▸ GIVEN EXERCISE:
Reproduce the material from the line with "Each instance receives one point. Annotate the folding" through the line with "Target: man's gray hair", replacing "metal frame" with "steel frame" and keeping everything else the same. Leave the pictures out.

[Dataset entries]
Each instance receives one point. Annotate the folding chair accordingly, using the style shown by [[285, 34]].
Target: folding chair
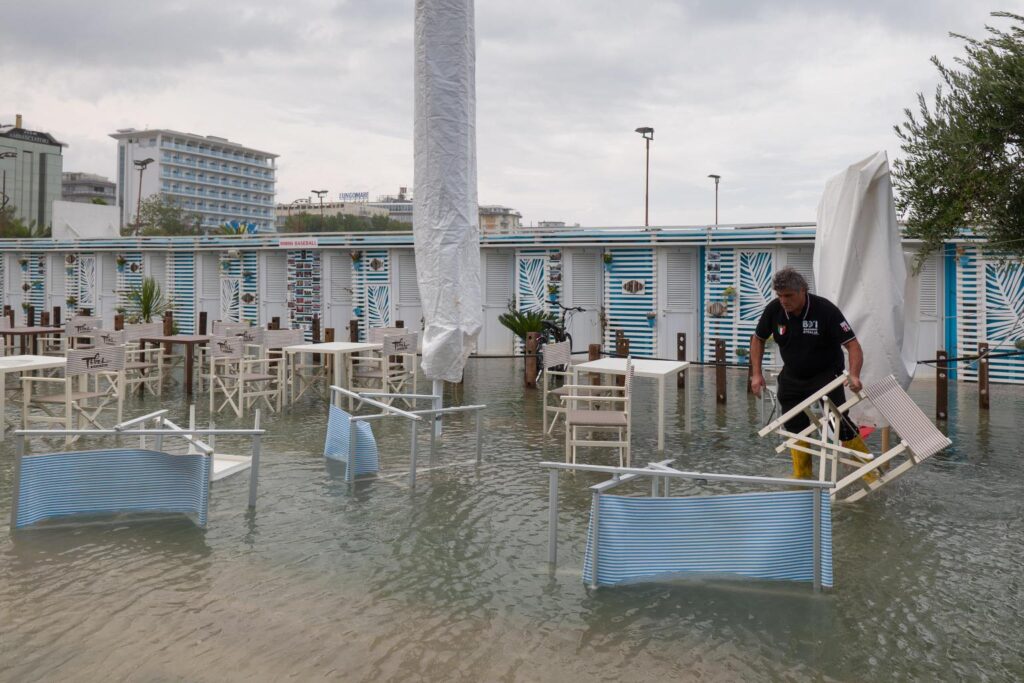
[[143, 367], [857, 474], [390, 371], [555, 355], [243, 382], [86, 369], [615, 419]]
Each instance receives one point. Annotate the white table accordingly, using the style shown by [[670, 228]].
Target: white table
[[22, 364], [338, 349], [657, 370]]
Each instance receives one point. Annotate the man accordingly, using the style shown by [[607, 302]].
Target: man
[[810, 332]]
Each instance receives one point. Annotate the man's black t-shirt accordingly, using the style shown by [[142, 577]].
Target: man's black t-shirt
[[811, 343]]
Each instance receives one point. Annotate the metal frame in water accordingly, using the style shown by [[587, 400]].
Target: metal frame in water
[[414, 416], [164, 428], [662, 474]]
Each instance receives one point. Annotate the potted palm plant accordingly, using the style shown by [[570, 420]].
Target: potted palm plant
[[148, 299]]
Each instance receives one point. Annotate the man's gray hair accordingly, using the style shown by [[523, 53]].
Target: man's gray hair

...

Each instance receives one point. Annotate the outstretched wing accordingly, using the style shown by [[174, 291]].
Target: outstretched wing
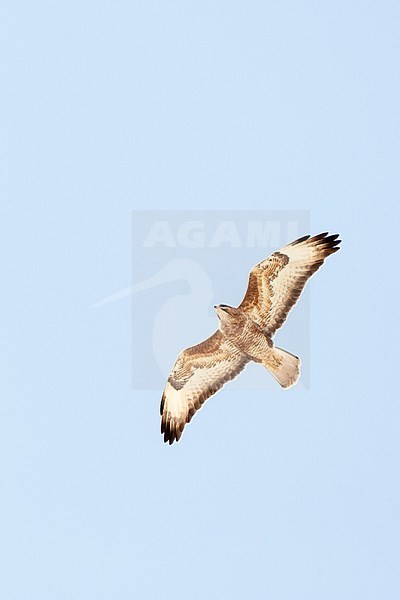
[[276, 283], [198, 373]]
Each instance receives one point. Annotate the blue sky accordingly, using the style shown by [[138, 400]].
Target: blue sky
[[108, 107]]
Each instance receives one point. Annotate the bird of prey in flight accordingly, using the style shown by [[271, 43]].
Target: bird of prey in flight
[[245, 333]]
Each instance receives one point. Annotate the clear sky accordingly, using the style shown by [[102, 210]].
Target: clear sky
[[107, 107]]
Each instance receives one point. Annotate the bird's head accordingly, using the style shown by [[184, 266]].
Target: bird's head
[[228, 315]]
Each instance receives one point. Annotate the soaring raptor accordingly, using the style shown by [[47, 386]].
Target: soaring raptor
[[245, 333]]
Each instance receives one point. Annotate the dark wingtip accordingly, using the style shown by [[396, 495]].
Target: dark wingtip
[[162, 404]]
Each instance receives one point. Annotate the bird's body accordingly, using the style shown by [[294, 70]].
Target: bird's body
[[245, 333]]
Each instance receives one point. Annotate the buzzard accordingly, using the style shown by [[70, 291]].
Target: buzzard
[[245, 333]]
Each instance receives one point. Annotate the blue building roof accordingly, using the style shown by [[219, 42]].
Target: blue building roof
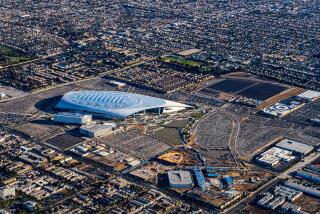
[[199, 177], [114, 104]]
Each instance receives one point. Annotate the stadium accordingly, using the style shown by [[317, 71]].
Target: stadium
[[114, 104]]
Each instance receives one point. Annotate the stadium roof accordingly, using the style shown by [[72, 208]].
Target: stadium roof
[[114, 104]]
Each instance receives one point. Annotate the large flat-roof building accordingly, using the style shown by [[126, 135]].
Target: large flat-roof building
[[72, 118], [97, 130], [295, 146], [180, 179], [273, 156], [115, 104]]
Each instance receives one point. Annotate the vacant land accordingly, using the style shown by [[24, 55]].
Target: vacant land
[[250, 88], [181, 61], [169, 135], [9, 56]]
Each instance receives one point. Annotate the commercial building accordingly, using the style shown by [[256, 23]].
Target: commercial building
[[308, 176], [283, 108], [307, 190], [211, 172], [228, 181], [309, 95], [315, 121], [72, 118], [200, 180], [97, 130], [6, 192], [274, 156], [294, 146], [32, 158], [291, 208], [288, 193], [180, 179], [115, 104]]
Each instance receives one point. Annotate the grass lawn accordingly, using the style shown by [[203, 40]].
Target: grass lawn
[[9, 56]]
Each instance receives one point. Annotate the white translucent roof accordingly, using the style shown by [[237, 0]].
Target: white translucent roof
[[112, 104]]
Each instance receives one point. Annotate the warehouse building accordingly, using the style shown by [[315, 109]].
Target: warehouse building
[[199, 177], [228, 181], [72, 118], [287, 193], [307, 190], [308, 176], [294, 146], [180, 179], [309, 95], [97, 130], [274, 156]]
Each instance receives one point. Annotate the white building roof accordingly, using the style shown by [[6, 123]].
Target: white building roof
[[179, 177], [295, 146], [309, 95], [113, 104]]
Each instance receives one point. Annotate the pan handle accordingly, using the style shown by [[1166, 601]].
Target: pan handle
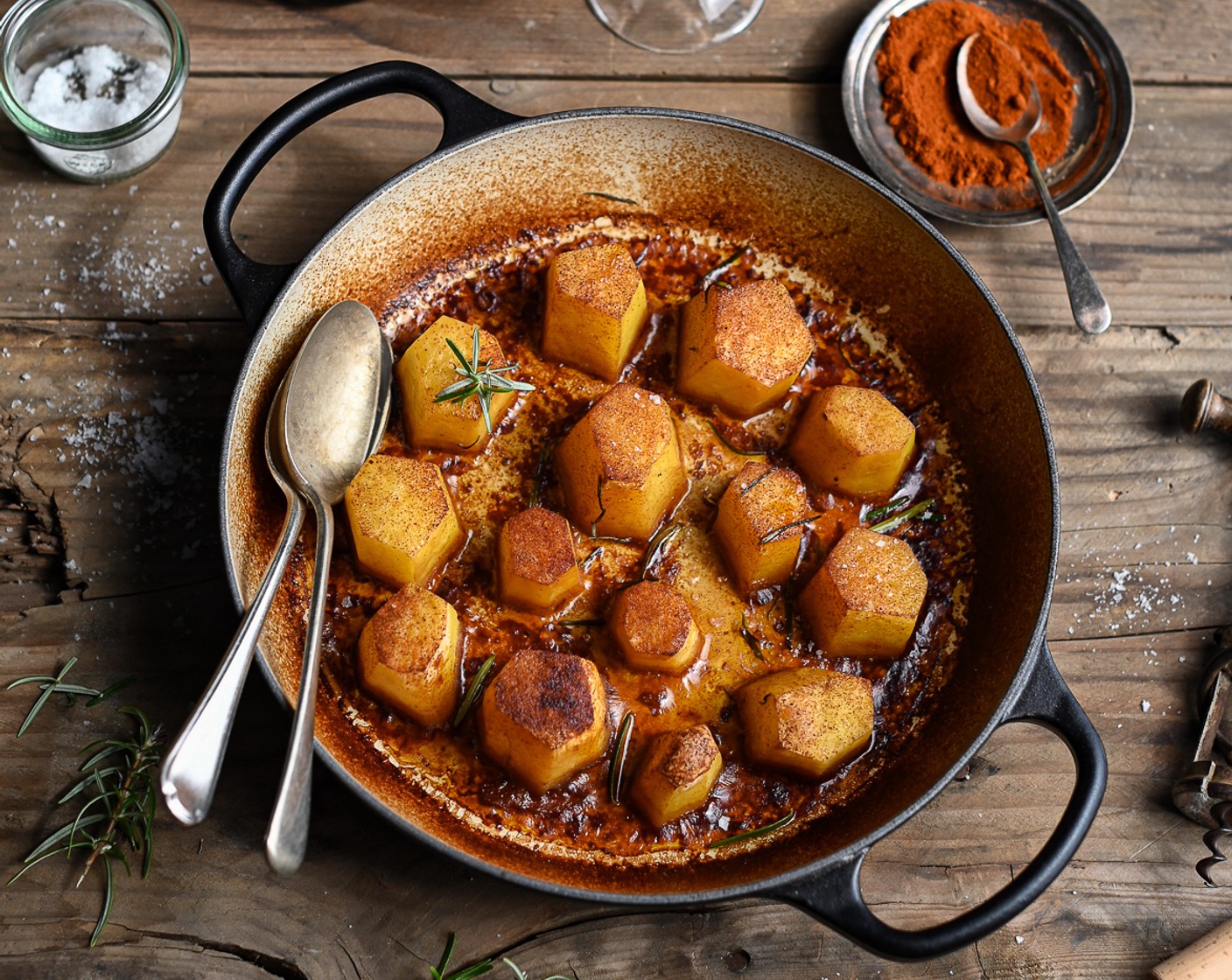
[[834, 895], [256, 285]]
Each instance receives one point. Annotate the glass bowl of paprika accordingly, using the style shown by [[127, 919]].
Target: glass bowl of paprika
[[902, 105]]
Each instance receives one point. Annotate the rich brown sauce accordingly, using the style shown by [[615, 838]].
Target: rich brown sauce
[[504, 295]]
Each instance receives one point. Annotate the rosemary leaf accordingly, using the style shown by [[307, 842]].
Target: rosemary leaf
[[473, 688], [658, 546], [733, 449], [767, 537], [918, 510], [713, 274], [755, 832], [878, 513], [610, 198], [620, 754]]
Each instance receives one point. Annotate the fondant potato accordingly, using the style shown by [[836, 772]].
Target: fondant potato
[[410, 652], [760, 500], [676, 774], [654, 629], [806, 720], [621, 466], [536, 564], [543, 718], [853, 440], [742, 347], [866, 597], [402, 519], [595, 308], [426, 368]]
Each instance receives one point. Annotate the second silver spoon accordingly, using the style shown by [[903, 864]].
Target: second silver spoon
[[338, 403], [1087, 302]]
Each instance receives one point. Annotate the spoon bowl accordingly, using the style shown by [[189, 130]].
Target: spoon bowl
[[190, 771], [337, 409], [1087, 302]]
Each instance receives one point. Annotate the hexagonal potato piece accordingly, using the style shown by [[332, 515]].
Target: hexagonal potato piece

▸ COMPLETED TASK:
Each instance receives one point. Annotate the folding chair accordingly, using the style shown by [[285, 34]].
Target: folding chair
[[143, 367], [857, 474], [390, 371], [555, 355], [243, 382], [86, 369], [615, 419]]
Each instance receives one point. Annotate the white table accordingly, using the style shown by [[670, 228]].
Target: white table
[[22, 364], [338, 349], [657, 370]]
Each instance receives one point. Annotate the man accordingly, using the style shown by [[607, 302]].
Target: man
[[810, 332]]
Each instance receives one point. Annotate the man's black t-shirt accordingly, using the style shown by [[142, 577]].
Target: man's black t-shirt
[[811, 343]]
Each instance receives one point. Annotate the steel frame in water accordingly, using the style shown by [[587, 400]].
Target: steel frame in water
[[414, 416], [164, 428], [662, 474]]
Each instance receives one point. Annotate the potted palm plant accordingly, using the style shown by [[570, 420]].
Target: potted palm plant
[[148, 299]]
Each instance receives one point. Annotate the man's gray hair accordingly, using the style shown by [[523, 53]].
Target: man's gray hair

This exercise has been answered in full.